[Start of INPUT]

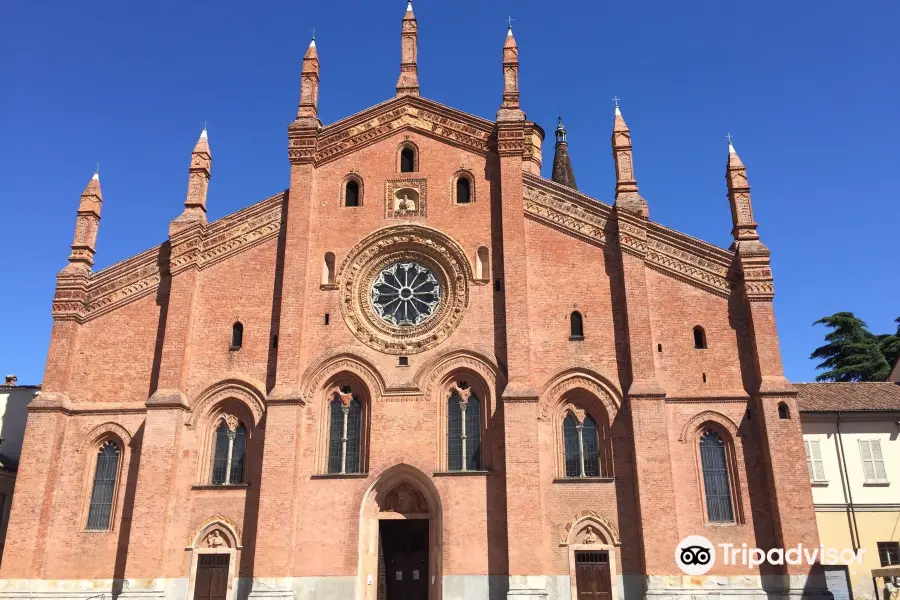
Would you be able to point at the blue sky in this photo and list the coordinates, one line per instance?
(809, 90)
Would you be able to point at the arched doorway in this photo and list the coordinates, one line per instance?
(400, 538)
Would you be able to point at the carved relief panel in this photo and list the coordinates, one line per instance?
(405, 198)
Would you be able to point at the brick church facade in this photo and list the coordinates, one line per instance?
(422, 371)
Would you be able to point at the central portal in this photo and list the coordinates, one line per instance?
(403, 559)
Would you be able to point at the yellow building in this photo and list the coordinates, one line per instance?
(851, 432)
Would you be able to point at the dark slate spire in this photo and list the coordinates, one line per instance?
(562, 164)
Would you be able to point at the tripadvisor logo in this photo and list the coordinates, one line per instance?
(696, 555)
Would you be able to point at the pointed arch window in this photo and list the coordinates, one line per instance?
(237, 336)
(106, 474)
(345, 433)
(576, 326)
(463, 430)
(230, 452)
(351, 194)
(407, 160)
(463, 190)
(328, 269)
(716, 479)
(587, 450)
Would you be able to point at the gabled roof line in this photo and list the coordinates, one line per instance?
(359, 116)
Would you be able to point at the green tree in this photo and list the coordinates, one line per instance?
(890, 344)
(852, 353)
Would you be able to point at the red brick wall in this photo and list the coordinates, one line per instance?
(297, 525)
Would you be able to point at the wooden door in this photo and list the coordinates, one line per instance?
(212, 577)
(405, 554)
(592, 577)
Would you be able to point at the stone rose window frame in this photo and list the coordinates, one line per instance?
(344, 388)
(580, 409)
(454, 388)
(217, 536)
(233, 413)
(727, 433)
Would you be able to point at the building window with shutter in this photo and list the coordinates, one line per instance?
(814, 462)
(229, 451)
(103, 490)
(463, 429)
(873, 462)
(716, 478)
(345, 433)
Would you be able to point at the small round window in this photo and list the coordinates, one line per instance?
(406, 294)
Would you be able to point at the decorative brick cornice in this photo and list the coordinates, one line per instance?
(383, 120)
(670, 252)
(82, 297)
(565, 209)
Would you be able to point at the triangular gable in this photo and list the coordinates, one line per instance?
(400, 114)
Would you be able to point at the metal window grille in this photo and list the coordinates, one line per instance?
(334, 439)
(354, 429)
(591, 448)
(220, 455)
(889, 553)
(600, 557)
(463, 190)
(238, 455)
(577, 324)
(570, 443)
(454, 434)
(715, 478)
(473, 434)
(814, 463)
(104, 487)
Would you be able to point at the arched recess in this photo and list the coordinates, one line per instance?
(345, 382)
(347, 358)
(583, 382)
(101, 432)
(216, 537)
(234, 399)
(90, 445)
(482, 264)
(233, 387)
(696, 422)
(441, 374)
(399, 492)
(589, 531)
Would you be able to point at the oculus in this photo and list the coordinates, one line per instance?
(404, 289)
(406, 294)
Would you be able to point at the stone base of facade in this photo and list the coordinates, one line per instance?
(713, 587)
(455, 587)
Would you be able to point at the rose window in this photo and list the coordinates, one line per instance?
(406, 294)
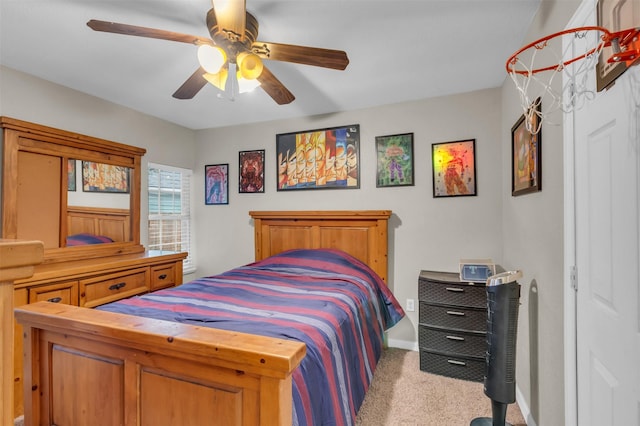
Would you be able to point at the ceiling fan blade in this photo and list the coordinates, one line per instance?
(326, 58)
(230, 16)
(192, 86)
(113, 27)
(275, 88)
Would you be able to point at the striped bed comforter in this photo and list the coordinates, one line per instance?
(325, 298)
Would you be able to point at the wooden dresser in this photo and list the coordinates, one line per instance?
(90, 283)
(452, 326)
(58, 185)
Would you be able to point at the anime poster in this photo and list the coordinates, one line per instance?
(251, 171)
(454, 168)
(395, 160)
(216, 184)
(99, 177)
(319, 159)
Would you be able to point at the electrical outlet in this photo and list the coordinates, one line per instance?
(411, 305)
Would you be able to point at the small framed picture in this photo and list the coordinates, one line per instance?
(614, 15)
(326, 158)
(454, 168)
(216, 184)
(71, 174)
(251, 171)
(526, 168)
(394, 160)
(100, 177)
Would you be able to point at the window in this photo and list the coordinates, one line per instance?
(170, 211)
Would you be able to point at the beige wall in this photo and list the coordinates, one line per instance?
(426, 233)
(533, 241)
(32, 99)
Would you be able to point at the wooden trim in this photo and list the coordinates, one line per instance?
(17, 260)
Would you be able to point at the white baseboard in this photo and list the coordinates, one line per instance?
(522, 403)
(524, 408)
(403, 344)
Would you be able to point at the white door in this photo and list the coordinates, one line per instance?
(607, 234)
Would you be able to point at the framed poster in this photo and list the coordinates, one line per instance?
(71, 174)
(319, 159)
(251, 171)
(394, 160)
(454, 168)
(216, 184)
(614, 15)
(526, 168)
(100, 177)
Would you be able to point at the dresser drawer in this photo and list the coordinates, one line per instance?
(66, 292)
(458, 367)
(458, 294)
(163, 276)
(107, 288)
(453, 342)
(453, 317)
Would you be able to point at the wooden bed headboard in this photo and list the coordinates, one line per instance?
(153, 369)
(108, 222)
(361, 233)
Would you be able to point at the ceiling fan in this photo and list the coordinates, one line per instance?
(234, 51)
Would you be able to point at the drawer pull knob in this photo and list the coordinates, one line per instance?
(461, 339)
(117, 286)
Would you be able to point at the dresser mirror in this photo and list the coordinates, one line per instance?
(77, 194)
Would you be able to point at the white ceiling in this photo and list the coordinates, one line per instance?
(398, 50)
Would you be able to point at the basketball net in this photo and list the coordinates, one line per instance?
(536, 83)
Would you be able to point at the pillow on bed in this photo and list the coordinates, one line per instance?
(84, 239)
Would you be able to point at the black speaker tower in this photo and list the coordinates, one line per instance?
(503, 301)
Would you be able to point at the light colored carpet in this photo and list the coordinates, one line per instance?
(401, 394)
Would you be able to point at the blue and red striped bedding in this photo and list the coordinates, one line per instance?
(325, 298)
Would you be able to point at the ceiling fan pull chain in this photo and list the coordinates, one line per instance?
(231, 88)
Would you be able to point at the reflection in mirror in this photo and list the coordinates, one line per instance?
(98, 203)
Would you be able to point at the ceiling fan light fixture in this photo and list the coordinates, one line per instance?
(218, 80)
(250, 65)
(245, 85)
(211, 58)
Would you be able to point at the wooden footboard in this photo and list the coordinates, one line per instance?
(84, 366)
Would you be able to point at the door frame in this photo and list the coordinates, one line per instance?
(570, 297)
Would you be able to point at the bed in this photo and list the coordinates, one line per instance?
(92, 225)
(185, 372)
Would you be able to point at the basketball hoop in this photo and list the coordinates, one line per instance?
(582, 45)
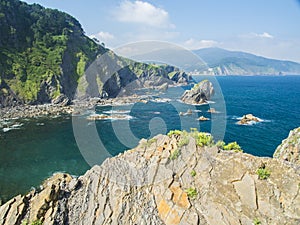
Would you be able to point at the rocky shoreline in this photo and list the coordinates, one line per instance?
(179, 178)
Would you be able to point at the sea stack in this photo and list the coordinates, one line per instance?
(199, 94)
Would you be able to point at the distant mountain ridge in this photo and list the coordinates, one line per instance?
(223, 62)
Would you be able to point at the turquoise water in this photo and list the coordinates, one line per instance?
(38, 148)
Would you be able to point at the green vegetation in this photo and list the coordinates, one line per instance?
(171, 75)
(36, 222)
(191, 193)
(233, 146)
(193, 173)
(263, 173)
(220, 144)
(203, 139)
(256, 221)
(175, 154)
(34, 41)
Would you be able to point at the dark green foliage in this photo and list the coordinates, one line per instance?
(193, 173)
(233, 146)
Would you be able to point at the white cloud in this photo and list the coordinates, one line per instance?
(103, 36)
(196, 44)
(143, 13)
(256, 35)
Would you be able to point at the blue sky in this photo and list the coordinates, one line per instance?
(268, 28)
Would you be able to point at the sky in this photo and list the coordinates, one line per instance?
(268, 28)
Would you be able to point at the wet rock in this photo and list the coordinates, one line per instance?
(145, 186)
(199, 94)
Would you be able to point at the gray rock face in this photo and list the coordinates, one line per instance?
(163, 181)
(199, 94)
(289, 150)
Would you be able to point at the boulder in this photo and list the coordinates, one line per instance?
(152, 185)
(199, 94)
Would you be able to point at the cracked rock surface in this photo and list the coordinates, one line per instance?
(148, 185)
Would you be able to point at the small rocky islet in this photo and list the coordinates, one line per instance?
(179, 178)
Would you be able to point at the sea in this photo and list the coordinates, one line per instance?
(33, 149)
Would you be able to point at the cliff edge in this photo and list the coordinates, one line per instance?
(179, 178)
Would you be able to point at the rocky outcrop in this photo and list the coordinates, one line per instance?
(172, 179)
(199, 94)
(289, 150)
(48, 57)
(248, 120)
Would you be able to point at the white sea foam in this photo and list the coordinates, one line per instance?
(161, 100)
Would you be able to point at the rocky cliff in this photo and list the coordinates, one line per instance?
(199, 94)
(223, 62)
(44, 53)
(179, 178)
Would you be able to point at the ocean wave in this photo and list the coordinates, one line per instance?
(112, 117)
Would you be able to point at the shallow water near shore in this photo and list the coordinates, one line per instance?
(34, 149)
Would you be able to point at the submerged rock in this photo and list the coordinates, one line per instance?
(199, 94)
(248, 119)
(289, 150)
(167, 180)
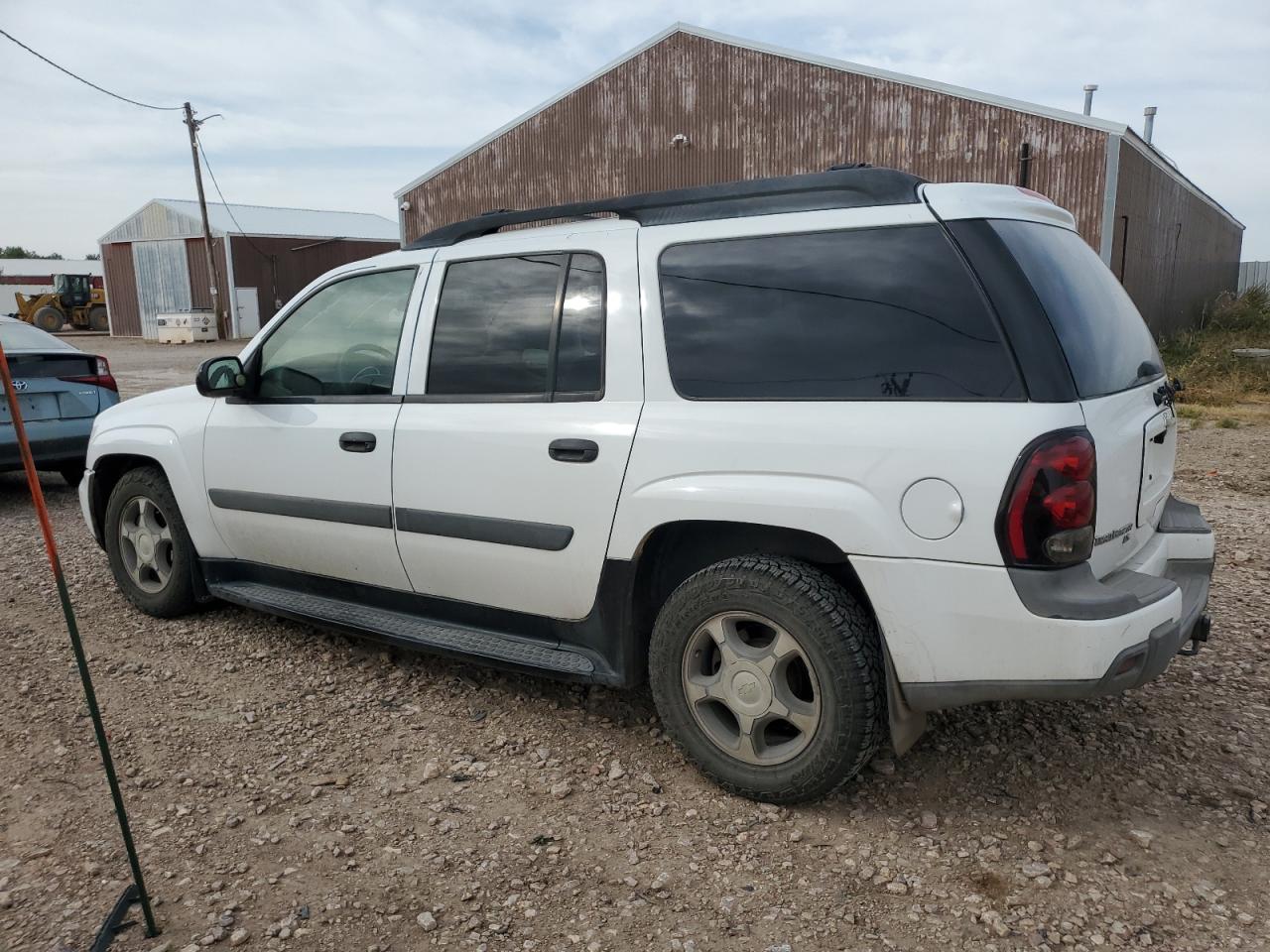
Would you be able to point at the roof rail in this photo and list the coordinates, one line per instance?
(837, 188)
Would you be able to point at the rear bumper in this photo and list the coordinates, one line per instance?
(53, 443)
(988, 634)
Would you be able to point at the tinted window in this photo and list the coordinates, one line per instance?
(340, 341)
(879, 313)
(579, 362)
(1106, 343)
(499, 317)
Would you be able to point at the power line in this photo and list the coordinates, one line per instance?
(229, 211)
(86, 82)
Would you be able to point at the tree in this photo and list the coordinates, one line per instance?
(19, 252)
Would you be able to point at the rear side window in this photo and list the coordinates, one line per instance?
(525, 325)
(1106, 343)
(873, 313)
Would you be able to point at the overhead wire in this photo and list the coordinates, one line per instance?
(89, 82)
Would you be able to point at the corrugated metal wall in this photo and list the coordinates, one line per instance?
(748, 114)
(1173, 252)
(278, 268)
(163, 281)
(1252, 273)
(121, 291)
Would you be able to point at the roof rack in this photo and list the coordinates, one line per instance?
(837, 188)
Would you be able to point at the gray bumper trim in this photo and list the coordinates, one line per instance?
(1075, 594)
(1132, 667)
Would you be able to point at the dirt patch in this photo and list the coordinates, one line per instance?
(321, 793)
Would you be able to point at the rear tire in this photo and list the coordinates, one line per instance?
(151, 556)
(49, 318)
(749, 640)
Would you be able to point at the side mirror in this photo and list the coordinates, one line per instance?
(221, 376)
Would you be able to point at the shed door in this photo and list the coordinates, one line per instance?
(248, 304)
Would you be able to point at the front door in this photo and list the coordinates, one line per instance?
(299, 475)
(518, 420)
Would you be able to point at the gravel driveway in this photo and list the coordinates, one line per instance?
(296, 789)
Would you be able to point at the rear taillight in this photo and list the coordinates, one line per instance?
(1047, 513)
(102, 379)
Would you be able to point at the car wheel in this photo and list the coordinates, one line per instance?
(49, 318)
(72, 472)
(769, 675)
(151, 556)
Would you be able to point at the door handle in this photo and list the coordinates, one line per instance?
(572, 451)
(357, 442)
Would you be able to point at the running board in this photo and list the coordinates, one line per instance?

[End of INPUT]

SET EXERCISE >>
Retype verbatim every line of the entries from the line containing "Would you be able to point at the door handle" through the final line of the entries, including both of those lines.

COMPLETE RESPONSE >>
Would you be able to point at the door handle in this photo and list the coordinates, one line per instance?
(572, 451)
(357, 442)
Would you be able to point at the running board in this photo and list the coordinates, one line per instance?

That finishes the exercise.